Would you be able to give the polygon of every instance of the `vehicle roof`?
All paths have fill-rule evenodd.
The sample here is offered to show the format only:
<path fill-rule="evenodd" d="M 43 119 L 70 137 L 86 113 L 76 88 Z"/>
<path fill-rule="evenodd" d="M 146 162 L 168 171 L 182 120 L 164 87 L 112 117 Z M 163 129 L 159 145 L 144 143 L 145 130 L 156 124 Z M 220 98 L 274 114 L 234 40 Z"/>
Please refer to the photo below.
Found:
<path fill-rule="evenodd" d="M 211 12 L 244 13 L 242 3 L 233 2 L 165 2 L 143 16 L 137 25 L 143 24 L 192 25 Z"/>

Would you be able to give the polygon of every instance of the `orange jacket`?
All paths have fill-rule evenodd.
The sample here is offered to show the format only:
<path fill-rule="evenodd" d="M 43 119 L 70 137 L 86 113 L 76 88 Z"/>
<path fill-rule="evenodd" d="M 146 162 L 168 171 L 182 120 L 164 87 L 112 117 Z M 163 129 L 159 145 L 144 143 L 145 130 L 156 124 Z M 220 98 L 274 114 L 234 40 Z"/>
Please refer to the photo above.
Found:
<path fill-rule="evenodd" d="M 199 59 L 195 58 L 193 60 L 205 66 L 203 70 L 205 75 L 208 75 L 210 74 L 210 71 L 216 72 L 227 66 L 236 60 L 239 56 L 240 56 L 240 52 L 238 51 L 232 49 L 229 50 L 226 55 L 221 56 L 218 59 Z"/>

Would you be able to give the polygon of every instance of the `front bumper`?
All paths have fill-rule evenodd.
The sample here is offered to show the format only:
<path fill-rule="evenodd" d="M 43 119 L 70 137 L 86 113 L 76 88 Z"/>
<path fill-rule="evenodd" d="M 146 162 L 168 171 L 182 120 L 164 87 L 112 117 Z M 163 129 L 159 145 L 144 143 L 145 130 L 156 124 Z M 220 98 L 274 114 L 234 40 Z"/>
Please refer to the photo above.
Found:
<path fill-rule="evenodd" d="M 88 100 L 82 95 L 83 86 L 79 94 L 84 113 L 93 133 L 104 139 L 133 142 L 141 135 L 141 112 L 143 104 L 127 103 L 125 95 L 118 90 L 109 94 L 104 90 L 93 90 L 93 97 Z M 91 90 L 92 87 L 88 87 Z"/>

════════════════

— Stated goal —
Update the listing from its first line up to and including the line with "211 12 L 244", changing "vehicle roof" to "car roof" and leaving everything else as it is.

— Exercise answer —
Would you be able to give the polygon of every instance of the `car roof`?
All paths have fill-rule evenodd.
The sample here is offered to show the format only:
<path fill-rule="evenodd" d="M 43 119 L 70 137 L 86 113 L 76 88 Z"/>
<path fill-rule="evenodd" d="M 146 162 L 168 171 L 182 120 L 164 87 L 112 117 Z M 163 129 L 159 145 L 144 143 L 145 130 L 156 124 Z M 220 98 L 274 114 L 234 40 Z"/>
Please refer to the photo below.
Found:
<path fill-rule="evenodd" d="M 211 12 L 244 13 L 242 3 L 233 2 L 165 2 L 143 16 L 137 25 L 143 24 L 192 25 Z"/>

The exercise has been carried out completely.